▶ **Problem**
Without the pictures, write out all the lines below exactly as they appear.

___ Records ___

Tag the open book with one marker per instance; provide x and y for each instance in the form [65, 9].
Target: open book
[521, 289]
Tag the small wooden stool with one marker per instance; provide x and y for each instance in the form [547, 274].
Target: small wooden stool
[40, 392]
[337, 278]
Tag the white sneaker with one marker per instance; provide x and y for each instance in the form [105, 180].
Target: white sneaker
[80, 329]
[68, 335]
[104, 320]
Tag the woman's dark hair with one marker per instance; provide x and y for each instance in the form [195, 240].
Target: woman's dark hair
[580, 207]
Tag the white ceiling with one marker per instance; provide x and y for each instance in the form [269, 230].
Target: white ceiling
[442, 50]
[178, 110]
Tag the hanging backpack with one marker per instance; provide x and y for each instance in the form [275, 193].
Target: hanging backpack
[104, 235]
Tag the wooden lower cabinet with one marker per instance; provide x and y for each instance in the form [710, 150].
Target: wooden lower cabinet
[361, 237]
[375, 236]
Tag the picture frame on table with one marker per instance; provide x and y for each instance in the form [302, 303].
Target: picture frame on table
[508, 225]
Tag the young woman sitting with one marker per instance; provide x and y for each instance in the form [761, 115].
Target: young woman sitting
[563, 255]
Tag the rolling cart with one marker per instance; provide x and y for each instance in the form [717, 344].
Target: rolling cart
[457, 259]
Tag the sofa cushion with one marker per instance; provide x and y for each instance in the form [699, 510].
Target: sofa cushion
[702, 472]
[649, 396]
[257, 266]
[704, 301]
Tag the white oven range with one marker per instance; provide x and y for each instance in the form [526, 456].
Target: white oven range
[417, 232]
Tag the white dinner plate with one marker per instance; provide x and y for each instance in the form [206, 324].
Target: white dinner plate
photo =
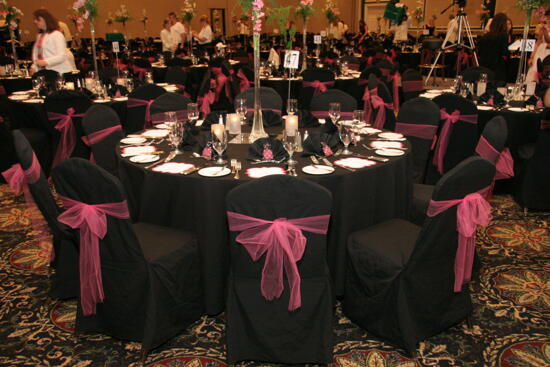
[214, 171]
[133, 140]
[318, 169]
[389, 152]
[144, 158]
[391, 135]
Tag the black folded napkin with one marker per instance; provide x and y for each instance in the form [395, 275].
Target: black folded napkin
[329, 127]
[269, 118]
[267, 149]
[492, 97]
[306, 119]
[205, 147]
[322, 144]
[212, 118]
[117, 91]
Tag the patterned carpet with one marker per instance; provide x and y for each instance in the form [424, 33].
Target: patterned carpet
[511, 320]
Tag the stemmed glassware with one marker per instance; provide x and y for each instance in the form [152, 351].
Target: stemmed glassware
[290, 142]
[241, 109]
[176, 136]
[291, 106]
[192, 112]
[219, 143]
[334, 112]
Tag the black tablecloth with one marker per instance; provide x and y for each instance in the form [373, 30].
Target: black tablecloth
[16, 84]
[196, 203]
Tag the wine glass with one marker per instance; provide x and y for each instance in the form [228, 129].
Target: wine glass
[176, 136]
[290, 144]
[219, 143]
[241, 109]
[291, 106]
[170, 118]
[346, 136]
[334, 112]
[192, 111]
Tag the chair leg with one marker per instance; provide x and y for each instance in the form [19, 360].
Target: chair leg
[143, 356]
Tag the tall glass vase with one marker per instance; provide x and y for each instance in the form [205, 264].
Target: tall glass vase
[257, 122]
[92, 32]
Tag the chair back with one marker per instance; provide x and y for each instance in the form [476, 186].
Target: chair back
[320, 104]
[66, 102]
[136, 114]
[462, 135]
[418, 120]
[103, 132]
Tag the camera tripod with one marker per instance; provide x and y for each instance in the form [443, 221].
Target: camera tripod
[464, 40]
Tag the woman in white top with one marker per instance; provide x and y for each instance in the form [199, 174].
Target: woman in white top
[205, 35]
[50, 49]
[169, 42]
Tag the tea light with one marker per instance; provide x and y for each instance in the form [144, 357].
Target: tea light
[233, 123]
[218, 130]
[291, 125]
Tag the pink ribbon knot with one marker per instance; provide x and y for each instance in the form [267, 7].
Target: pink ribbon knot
[68, 138]
[92, 222]
[283, 243]
[472, 210]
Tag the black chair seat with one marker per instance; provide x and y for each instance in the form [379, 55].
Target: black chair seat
[383, 248]
[158, 242]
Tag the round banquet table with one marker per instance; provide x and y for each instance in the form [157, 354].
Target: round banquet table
[195, 203]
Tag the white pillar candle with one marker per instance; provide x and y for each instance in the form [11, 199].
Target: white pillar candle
[233, 123]
[291, 125]
[218, 130]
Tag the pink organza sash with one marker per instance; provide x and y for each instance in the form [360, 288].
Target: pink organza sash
[426, 132]
[137, 102]
[324, 114]
[159, 118]
[502, 160]
[378, 102]
[205, 102]
[443, 141]
[412, 85]
[66, 127]
[92, 222]
[472, 210]
[19, 180]
[97, 136]
[283, 243]
[319, 86]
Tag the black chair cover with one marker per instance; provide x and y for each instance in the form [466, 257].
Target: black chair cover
[419, 111]
[100, 117]
[310, 75]
[464, 135]
[59, 102]
[64, 281]
[400, 280]
[150, 273]
[170, 102]
[266, 330]
[533, 192]
[135, 116]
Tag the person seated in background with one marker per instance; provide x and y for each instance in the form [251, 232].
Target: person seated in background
[169, 42]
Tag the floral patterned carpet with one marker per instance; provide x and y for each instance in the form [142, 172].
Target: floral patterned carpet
[511, 323]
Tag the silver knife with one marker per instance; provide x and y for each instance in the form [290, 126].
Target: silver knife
[167, 159]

___

▶ **Full solution**
Tag the open book with one marker per instance; provide x and y for each instance in the form [65, 9].
Target: open book
[521, 289]
Tag the small wooden stool with one marker per instance; provide x and y for each instance in the form [547, 274].
Target: small wooden stool
[40, 392]
[337, 278]
Tag the white sneaker with one marker per instance; provide x and y for each instance in the form [105, 180].
Target: white sneaker
[80, 329]
[68, 335]
[104, 320]
Tag the woman's dark hair with one marker per instance; provide x and y for each instance in the form [195, 240].
Target: woman's dark hair
[580, 207]
Tag the white ceiling with one marker per instance; provide x and y for each instance in the form [269, 230].
Target: white ceiling
[442, 50]
[178, 110]
Tag the hanging backpack with one marker per instance; provide x and y for each instance in the form [275, 193].
Target: hanging backpack
[104, 235]
Tag the wooden lower cabinet with one marker per instance; provide x and y for each instance in the form [710, 150].
Target: wooden lower cabinet
[361, 237]
[375, 236]
Tag the picture frame on table with one marker per instance; provide x and y for each instance in the form [302, 303].
Target: picture frame on table
[508, 225]
Tag the young woman sitting with one marker per instance; provide x and y for each instance in the form [761, 115].
Target: young woman sitting
[563, 255]
Tag the rolling cart with one marker per instance; provide x and y for each instance in the form [717, 344].
Target: rolling cart
[457, 259]
Tag the sofa cushion with one marker per instance; provide x and y for each instance in the form [699, 510].
Target: sofa cushion
[702, 472]
[649, 396]
[257, 266]
[704, 301]
Tag the white oven range with one marker per instance; provide x and y for each instance in the form [526, 456].
Target: white oven range
[417, 232]
Tag the white dinner plate with one marker per instance; provide x and y for each instance in the form [206, 324].
Target: white dinner plate
photo =
[214, 171]
[133, 140]
[318, 169]
[389, 152]
[144, 158]
[391, 135]
Tag the black folded napkin with one marker per instance; provide x and y for each instance in the form [395, 275].
Target: black folded napkin
[329, 127]
[269, 118]
[267, 149]
[492, 97]
[306, 119]
[205, 147]
[322, 144]
[212, 118]
[117, 91]
Tag the patterned carpet with one marker per instance; provide x and y for each instance in the form [424, 33].
Target: patterned carpet
[511, 320]
Tag the stemmed glassware with one marker per instance; provide x and y for each instance in the form [152, 351].
Target: stemmed glassware
[290, 142]
[241, 109]
[176, 136]
[291, 106]
[192, 112]
[219, 143]
[334, 112]
Tag the black tablecloth with one marker per instance; provide x and y for each instance in the form [373, 30].
Target: black tablecloth
[16, 84]
[196, 203]
Tag the wine glass with one marker per instance; provide x and y for each instance in the form [228, 129].
Target: wine glass
[176, 136]
[290, 144]
[219, 143]
[241, 109]
[291, 106]
[170, 118]
[346, 136]
[334, 112]
[192, 111]
Tag the chair leg with one marker per instance; provide x and y for each instance in the form [19, 360].
Target: chair leg
[143, 356]
Tag the tall glass vase with one marker per instance; provide x and y for each instance in the form [205, 264].
Target: tall glass vase
[257, 122]
[92, 32]
Tag the chair back with one marker per instance; provide x and y for each instance in the form [476, 186].
Target: chair back
[320, 104]
[66, 102]
[136, 114]
[462, 135]
[418, 120]
[103, 132]
Tag the camera tripod with one marker per instance; provide x and y for each instance in the form [443, 221].
Target: camera tripod
[464, 40]
Tag the woman in white top with one marker per instance; provide x and y for each instance in the form [199, 174].
Target: woman in white top
[205, 35]
[50, 49]
[169, 42]
Tag the tea light with one marker per instance; provide x and y for each instance in the form [144, 357].
Target: tea light
[233, 123]
[218, 130]
[291, 125]
Tag the pink ribbon knot with one marker per instance; provide x and y for each instance in the form [267, 7].
Target: pink ribbon knot
[68, 138]
[92, 222]
[283, 243]
[472, 210]
Tag the black chair seat with one marker per instance; provide x and y for each instance in the form [379, 55].
Target: black chair seat
[383, 248]
[158, 242]
Tag the round banquet table with one marker per instance; provide x and y for each instance in the form [157, 354].
Target: round banquet table
[195, 203]
Tag the white pillar candle with one marker per instance; provide x and y for each instance in the form [11, 199].
Target: white pillar candle
[233, 123]
[291, 125]
[218, 130]
Tag the pink organza sash with one marker per instance; provide x and y for each instance in the form [360, 288].
Target: pink organza sash
[426, 132]
[137, 102]
[324, 114]
[159, 118]
[502, 160]
[378, 102]
[205, 102]
[443, 141]
[412, 85]
[66, 127]
[92, 222]
[472, 210]
[19, 180]
[97, 136]
[283, 243]
[319, 86]
Tag the black chair cover with one marker per instance; provide x and y for each instance in the form [466, 257].
Target: black chair cover
[419, 111]
[100, 117]
[310, 75]
[464, 135]
[59, 102]
[64, 281]
[400, 280]
[150, 273]
[170, 102]
[266, 330]
[533, 192]
[135, 116]
Tag the person seated in background with one marker per instance; provide x and y for each instance in the form [251, 232].
Target: person seated in background
[169, 42]
Tag the floral patterned carpet with one marker per instance; provide x and y for each instance in the form [142, 172].
Target: floral patterned carpet
[511, 323]
Tag the silver knife with one marker per instance; provide x and y for each instance in the form [290, 126].
Target: silver knife
[167, 159]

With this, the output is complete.